### Recorded data
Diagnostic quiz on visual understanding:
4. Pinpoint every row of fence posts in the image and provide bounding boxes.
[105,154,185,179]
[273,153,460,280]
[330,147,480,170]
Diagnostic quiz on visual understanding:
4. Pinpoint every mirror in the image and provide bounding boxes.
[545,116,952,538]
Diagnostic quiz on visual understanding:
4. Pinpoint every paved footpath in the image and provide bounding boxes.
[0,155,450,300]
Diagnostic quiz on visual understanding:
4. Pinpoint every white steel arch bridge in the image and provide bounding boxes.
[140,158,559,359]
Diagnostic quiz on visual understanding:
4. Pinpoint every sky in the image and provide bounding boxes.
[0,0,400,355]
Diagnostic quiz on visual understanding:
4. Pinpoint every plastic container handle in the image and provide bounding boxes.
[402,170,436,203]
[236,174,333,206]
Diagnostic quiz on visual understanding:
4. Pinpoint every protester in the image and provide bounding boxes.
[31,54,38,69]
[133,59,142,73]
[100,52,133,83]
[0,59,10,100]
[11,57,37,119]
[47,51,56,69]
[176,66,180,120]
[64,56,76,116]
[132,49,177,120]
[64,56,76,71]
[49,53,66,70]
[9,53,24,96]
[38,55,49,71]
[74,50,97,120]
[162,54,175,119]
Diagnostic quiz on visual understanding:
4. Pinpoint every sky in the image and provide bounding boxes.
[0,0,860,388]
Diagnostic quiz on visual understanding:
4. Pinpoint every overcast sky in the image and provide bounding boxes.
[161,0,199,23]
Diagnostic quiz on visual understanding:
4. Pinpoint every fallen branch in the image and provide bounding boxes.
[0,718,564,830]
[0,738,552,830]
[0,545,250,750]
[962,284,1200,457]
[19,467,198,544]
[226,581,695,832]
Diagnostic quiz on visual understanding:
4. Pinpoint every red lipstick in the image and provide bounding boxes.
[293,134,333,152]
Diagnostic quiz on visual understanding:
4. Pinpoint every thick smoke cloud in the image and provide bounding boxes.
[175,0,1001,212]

### Task brief
Please pull every line out of the listing above and reproduce each one word for word, in its original order.

### Output for this task
Diagnostic quiz on visual understanding:
4. Pinpoint every row of fence posts in the image and provide bounding boxes.
[105,154,185,179]
[273,153,460,280]
[330,147,480,170]
Diagnostic quiz on visual understanding:
4. Pinpoint every mirror in the image and provide bounding boxes.
[545,116,952,538]
Diagnostic quiz on visual understanding:
4. Pinpoint every paved footpath in the image and provide bounding boxes.
[0,155,450,300]
Diagnostic quiz on visual understanding:
4. Pinpoint every white steel arch bridge in the image and provide bounding boxes.
[140,158,559,359]
Diagnostic quiz on visual understanding:
4. Pinpoint every sky in the image and provide bounding boxes.
[0,0,400,355]
Diagnostic quiz on visual understanding:
4. Pinpoint every plastic container handle in the image and provide bounding boxes.
[402,170,436,203]
[236,174,333,206]
Diagnostic quiz on visual understanding:
4. Pinpoint every protester in the image and provide bounding boxes.
[31,54,38,69]
[133,59,142,73]
[100,52,133,83]
[0,59,10,100]
[11,57,37,119]
[47,51,56,69]
[176,66,180,120]
[64,56,76,116]
[132,49,177,120]
[64,56,76,71]
[49,53,66,70]
[9,53,24,96]
[38,55,49,71]
[74,50,97,120]
[162,54,175,119]
Diagnostic quiz on visual understanding:
4. Pinpoint every sky in the image and provide bounding boxes.
[0,0,860,388]
Diagnostic quiz on visual understanding:
4. Pinpoint every overcast sky in the image and provide bounding boxes.
[161,0,199,23]
Diagnostic quiz on visual understanding:
4. Pinpoint every fallen branch in the image and provide bounding boxes.
[0,718,564,830]
[0,738,552,830]
[0,545,250,750]
[962,284,1200,457]
[19,467,198,544]
[226,581,695,832]
Diagnostic quiz on visual understanding:
4. Pinpoint every red lipstick in the image and provide bounding boxes.
[293,134,333,152]
Diagnostic quiz on visual understanding:
4. Pinpoint every thick smoke cloud in the image and provide bounding boxes.
[175,0,1001,212]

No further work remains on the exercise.